» Problem: Output every entry exactly as it appears.

» Material shown:
-*-
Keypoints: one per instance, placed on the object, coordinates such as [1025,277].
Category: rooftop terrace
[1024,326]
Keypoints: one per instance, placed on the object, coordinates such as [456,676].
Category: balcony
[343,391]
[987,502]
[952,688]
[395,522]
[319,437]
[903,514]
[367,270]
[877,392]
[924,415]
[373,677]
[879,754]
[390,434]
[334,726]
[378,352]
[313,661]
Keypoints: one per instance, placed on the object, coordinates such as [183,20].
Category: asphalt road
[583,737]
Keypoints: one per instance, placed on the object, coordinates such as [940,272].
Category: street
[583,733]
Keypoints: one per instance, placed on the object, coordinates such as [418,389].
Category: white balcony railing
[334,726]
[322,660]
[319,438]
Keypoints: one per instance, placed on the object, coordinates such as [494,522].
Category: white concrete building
-*-
» Solution:
Keypoints: one per instance, placed on the object, coordinates such as [1025,277].
Category: rooftop terrace
[1024,326]
Keypoints: one per instance, placed on the object, coordinates such as [456,676].
Category: balcony
[343,391]
[987,502]
[952,688]
[395,522]
[319,437]
[903,514]
[367,270]
[877,392]
[924,415]
[373,677]
[879,754]
[390,434]
[334,726]
[378,352]
[313,661]
Keypoints: one per instance, placed on the object, coordinates such as [183,20].
Category: asphalt road
[583,737]
Keypoints: one per instance, placed on the object, coordinates such as [940,272].
Category: street
[583,733]
Keypoints: one per instance, placed on the object, coordinates such as [418,389].
Category: white balcony railing
[334,726]
[322,660]
[319,438]
Keypoints: one per instance, placed on the object, coordinates such as [494,522].
Category: white concrete building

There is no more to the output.